GIVEN PROBLEM >> Determine how many lines in the rows below contain the string "meat", and state only that number.

RAW RECORDS >>
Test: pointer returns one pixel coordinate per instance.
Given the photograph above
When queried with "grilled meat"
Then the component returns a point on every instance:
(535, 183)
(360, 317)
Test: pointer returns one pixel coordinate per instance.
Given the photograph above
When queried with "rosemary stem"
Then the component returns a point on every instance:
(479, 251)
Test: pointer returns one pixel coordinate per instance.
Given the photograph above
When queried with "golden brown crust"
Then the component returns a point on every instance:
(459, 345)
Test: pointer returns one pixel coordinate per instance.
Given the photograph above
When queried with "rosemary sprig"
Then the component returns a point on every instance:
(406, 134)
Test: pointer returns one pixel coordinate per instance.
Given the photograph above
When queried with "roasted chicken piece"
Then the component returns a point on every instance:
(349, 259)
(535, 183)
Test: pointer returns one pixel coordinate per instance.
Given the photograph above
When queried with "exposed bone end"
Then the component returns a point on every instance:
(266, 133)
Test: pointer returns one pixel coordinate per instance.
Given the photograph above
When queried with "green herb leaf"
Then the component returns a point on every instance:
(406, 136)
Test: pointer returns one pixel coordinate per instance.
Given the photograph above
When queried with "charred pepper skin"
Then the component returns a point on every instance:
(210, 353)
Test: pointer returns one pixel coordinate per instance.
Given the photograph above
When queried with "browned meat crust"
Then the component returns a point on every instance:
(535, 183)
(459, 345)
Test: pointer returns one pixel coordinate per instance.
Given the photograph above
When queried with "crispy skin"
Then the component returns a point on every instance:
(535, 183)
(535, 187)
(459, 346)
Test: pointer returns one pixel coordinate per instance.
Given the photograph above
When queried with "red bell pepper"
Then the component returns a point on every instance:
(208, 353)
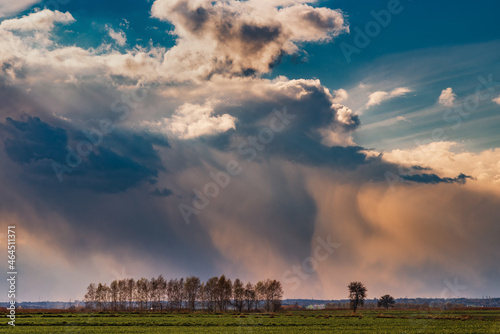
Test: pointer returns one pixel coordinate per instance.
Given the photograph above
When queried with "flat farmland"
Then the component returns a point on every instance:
(463, 321)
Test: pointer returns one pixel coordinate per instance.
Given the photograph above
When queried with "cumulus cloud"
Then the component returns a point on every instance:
(193, 120)
(451, 158)
(9, 7)
(381, 96)
(447, 97)
(497, 100)
(118, 36)
(317, 180)
(241, 38)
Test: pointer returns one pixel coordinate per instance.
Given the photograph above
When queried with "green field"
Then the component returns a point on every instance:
(464, 321)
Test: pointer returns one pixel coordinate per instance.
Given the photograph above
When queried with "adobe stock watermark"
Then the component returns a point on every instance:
(461, 111)
(299, 273)
(76, 155)
(372, 29)
(249, 149)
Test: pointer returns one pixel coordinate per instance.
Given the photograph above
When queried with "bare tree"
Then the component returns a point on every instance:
(274, 294)
(249, 296)
(238, 295)
(191, 290)
(91, 297)
(386, 301)
(225, 292)
(202, 296)
(260, 293)
(211, 293)
(114, 294)
(357, 294)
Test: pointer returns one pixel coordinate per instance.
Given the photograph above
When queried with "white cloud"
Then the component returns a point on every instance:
(193, 120)
(340, 95)
(119, 36)
(450, 159)
(447, 97)
(497, 99)
(241, 36)
(381, 96)
(9, 7)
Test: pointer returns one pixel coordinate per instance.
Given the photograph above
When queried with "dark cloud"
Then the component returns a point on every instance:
(434, 179)
(165, 192)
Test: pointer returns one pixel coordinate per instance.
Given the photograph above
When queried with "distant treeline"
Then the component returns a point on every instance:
(218, 294)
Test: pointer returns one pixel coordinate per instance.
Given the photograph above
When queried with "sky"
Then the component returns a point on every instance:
(313, 142)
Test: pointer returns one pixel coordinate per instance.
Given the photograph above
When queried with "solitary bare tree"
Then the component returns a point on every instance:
(238, 294)
(357, 294)
(386, 301)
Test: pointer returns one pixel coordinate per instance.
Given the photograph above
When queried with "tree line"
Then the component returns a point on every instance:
(217, 294)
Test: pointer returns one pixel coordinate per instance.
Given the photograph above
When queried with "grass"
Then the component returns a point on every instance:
(337, 321)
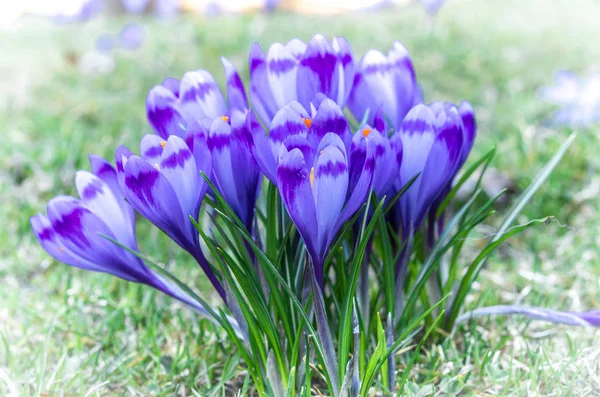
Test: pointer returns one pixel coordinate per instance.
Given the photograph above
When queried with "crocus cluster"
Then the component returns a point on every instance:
(326, 129)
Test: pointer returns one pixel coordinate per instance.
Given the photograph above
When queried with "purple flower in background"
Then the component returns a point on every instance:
(386, 87)
(131, 36)
(579, 100)
(88, 10)
(321, 190)
(432, 140)
(135, 6)
(173, 104)
(469, 131)
(299, 71)
(164, 184)
(432, 6)
(171, 107)
(73, 230)
(293, 120)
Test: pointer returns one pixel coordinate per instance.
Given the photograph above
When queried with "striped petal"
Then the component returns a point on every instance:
(81, 232)
(236, 94)
(301, 143)
(281, 74)
(418, 136)
(263, 149)
(200, 96)
(330, 118)
(330, 186)
(260, 91)
(467, 115)
(52, 243)
(286, 122)
(178, 165)
(293, 179)
(343, 50)
(105, 171)
(151, 194)
(319, 71)
(197, 142)
(164, 113)
(100, 199)
(151, 148)
(361, 189)
(172, 85)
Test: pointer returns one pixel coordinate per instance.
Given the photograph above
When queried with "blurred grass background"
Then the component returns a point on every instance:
(66, 330)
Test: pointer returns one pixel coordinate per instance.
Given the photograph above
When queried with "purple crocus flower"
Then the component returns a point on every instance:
(235, 171)
(166, 8)
(299, 71)
(164, 184)
(388, 157)
(293, 120)
(173, 106)
(73, 230)
(468, 127)
(386, 87)
(432, 140)
(316, 188)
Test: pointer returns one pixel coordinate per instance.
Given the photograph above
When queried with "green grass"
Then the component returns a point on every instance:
(66, 330)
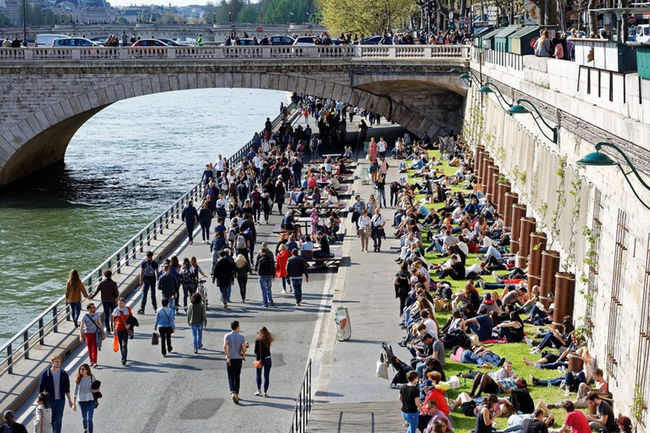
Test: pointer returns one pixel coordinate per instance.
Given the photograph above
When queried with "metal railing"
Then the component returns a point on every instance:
(304, 403)
(235, 52)
(34, 333)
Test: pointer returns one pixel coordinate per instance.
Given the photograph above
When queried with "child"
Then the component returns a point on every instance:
(42, 414)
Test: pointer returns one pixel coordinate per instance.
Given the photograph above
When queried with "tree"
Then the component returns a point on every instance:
(366, 16)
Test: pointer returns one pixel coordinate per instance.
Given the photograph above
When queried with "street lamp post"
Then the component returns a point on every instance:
(518, 108)
(600, 160)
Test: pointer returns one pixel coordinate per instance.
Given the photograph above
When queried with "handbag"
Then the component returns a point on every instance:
(382, 367)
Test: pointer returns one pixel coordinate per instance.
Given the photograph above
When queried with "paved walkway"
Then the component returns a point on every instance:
(356, 400)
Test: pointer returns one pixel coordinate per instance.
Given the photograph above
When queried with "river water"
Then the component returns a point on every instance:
(123, 167)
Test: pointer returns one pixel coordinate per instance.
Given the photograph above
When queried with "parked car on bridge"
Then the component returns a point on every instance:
(46, 39)
(74, 42)
(281, 40)
(170, 42)
(149, 43)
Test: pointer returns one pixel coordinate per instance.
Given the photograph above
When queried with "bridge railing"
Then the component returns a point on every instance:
(48, 322)
(236, 52)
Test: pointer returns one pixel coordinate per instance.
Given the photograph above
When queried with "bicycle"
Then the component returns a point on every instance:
(203, 292)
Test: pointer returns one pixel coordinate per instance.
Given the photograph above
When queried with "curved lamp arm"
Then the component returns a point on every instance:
(553, 129)
(636, 173)
(499, 94)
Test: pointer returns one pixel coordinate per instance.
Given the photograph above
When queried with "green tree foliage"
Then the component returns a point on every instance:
(366, 16)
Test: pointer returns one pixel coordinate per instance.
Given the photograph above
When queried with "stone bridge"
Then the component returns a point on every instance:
(46, 94)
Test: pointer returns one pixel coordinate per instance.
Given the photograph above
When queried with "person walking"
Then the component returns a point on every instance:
(243, 269)
(85, 388)
(296, 268)
(281, 266)
(266, 271)
(92, 333)
(197, 318)
(377, 224)
(56, 382)
(148, 277)
(42, 415)
(263, 359)
(235, 346)
(364, 230)
(191, 217)
(168, 285)
(11, 426)
(223, 273)
(165, 325)
(205, 219)
(74, 288)
(109, 293)
(188, 280)
(121, 326)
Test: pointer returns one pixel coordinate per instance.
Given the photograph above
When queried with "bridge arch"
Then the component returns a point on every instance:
(42, 137)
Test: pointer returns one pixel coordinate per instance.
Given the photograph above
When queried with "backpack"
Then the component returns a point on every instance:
(240, 242)
(187, 278)
(149, 272)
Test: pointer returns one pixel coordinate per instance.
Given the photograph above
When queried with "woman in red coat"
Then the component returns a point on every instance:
(281, 267)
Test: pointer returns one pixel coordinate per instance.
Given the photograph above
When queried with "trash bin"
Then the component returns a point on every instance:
(343, 328)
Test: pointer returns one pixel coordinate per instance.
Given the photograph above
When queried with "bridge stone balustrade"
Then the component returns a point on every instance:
(47, 93)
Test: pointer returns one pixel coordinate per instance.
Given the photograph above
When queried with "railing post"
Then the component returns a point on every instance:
(10, 359)
(26, 343)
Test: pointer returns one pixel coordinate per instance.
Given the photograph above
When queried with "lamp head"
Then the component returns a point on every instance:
(596, 159)
(517, 109)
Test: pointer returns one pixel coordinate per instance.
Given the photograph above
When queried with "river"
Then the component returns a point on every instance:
(122, 168)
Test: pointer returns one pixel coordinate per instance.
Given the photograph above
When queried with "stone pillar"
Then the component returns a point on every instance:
(537, 245)
(503, 189)
(550, 266)
(565, 284)
(518, 212)
(510, 199)
(528, 225)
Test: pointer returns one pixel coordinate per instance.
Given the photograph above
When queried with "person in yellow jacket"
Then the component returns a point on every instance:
(73, 291)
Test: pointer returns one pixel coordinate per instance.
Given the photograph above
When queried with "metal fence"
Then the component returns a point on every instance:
(34, 333)
(304, 403)
(235, 52)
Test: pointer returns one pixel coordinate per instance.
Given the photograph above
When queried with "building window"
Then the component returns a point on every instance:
(643, 357)
(613, 331)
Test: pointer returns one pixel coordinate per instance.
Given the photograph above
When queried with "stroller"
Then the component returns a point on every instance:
(399, 366)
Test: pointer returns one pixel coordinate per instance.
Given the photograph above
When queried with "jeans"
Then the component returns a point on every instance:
(108, 314)
(75, 311)
(297, 288)
(190, 232)
(265, 285)
(123, 338)
(165, 339)
(412, 420)
(234, 371)
(91, 344)
(266, 366)
(205, 231)
(148, 285)
(197, 334)
(57, 414)
(87, 411)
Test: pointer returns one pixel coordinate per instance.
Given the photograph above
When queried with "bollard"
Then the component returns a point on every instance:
(518, 212)
(527, 227)
(564, 296)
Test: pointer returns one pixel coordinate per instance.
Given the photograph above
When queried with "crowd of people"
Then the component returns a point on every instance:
(483, 313)
(237, 199)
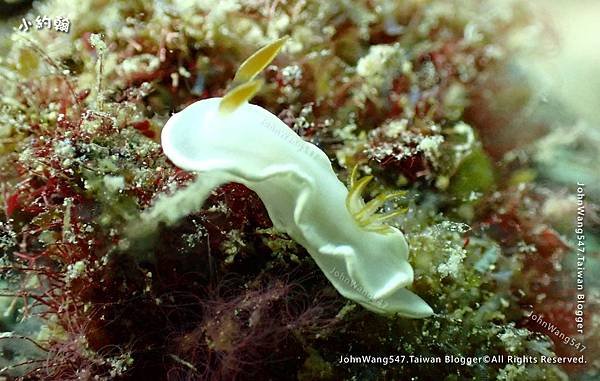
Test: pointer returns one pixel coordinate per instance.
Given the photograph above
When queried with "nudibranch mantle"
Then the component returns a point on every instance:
(302, 195)
(229, 140)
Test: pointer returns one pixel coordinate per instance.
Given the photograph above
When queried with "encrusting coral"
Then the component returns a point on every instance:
(113, 267)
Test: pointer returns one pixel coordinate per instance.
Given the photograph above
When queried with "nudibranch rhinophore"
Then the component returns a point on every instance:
(229, 140)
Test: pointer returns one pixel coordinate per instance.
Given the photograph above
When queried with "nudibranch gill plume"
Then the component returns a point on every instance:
(230, 140)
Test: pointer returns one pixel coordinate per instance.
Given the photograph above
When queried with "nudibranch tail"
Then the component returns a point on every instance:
(241, 94)
(258, 61)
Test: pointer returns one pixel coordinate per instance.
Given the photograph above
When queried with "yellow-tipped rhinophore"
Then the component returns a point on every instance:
(236, 97)
(245, 75)
(258, 61)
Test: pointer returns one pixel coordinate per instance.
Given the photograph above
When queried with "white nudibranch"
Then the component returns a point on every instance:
(229, 140)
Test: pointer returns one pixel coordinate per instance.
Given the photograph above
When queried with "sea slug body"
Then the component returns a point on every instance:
(302, 194)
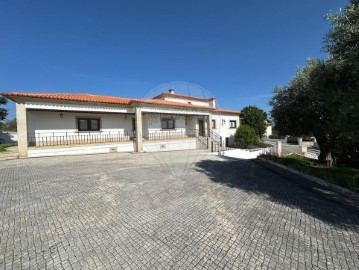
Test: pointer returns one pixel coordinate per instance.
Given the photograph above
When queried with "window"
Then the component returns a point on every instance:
(88, 124)
(133, 124)
(232, 123)
(213, 124)
(167, 124)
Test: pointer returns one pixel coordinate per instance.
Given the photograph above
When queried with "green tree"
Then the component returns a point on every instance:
(3, 111)
(255, 118)
(10, 125)
(245, 136)
(309, 105)
(323, 98)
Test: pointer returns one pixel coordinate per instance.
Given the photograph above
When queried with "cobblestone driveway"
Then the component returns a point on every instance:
(158, 211)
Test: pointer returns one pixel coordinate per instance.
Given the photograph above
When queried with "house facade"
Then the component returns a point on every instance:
(61, 124)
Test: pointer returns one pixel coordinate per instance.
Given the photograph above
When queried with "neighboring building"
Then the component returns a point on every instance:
(60, 124)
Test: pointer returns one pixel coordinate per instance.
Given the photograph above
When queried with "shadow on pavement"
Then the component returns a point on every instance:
(283, 188)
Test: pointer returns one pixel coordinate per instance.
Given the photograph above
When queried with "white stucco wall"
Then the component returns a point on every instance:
(268, 131)
(175, 145)
(81, 150)
(153, 123)
(8, 137)
(189, 101)
(45, 121)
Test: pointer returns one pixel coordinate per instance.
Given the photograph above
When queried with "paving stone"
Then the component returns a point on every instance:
(171, 210)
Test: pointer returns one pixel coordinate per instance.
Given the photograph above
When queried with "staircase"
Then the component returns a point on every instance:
(10, 153)
(214, 142)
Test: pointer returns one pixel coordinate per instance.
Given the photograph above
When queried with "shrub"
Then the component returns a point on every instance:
(245, 136)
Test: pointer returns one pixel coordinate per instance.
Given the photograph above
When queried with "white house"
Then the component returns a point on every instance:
(60, 124)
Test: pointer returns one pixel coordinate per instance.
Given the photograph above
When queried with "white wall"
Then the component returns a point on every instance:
(268, 131)
(153, 122)
(189, 101)
(46, 121)
(81, 150)
(8, 137)
(223, 126)
(175, 145)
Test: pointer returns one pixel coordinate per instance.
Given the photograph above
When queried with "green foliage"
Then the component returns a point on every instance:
(245, 136)
(343, 176)
(323, 98)
(255, 118)
(3, 111)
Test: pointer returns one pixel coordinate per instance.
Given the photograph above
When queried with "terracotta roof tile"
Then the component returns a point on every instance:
(108, 99)
(182, 96)
(69, 97)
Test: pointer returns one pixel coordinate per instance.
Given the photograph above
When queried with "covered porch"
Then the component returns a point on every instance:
(61, 132)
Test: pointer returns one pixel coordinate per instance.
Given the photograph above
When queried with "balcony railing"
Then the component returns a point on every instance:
(73, 138)
(168, 134)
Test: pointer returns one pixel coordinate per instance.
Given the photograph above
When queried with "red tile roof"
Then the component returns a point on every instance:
(14, 96)
(162, 95)
(71, 97)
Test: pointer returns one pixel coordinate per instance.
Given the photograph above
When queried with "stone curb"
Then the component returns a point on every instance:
(317, 180)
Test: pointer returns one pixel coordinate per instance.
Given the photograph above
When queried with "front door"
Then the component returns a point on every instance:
(201, 127)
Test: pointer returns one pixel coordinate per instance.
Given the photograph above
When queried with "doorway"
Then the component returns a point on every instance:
(201, 127)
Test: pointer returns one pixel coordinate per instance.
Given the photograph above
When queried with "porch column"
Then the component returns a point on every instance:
(138, 115)
(21, 120)
(209, 125)
(209, 139)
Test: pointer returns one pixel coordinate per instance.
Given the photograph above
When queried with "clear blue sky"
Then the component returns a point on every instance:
(238, 50)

TASK OUTPUT >> 2